» **Exercise details**
Only one stretch of the records below is wanted: the lines from the one holding "Target: gray countertop" through the one holding "of the folded". Return it exactly, both ends included.

» **Extracted records**
******************************
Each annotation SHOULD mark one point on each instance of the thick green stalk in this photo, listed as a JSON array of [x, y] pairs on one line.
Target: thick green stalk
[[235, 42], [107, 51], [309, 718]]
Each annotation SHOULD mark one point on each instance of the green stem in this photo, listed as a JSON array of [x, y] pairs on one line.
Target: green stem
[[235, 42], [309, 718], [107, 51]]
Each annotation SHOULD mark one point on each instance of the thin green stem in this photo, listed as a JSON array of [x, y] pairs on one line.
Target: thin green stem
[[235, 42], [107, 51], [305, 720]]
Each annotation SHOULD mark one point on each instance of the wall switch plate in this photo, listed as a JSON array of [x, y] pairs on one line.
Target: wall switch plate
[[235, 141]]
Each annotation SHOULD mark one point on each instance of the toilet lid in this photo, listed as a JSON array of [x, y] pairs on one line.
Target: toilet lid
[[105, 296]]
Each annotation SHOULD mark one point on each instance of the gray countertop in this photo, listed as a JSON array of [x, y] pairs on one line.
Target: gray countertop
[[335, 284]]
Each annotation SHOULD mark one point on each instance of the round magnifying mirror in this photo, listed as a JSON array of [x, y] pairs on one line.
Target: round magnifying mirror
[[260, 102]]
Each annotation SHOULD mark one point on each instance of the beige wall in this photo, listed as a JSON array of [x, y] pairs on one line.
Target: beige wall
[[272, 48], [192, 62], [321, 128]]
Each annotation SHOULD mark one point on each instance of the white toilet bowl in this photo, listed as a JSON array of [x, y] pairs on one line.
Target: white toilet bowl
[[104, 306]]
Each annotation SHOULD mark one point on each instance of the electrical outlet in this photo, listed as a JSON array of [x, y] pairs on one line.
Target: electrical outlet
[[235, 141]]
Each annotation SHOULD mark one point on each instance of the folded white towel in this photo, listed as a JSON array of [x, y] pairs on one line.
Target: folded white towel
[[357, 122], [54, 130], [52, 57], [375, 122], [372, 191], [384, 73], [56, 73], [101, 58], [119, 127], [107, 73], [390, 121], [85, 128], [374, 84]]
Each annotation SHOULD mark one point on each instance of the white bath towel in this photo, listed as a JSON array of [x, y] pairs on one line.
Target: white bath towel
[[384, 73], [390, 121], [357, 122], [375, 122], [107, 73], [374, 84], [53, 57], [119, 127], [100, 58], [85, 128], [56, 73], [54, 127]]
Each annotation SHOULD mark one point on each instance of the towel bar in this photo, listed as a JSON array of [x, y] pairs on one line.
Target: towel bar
******************************
» **Answer to this task**
Target: gray countertop
[[335, 284]]
Each annotation SHOULD mark one point on each instance of the round magnifying mirror in this photo, listed as a JSON array of [x, y] pairs on one line.
Target: round magnifying mirror
[[260, 102]]
Each annotation SHOULD mark one point on each instance of the beige wall in this photo, listed as a JSON array of [x, y] pairs on one line.
Target: beige wall
[[272, 48], [192, 62], [321, 128]]
Each annotation SHOULD mark one point on each instance of the white toilet bowl in this photo, listed as a JSON array of [x, y] pairs on one line.
Target: white toilet bowl
[[104, 306]]
Each annotation SHOULD mark one point on each instance of the electrical outlet in this photo, listed as a JSON array of [x, y] pairs on one line.
Target: electrical outlet
[[235, 141]]
Each annotation SHOULD mark one point on each instance of the folded white towel in this photo, listed as a JSON array of [x, y] pairs on one line.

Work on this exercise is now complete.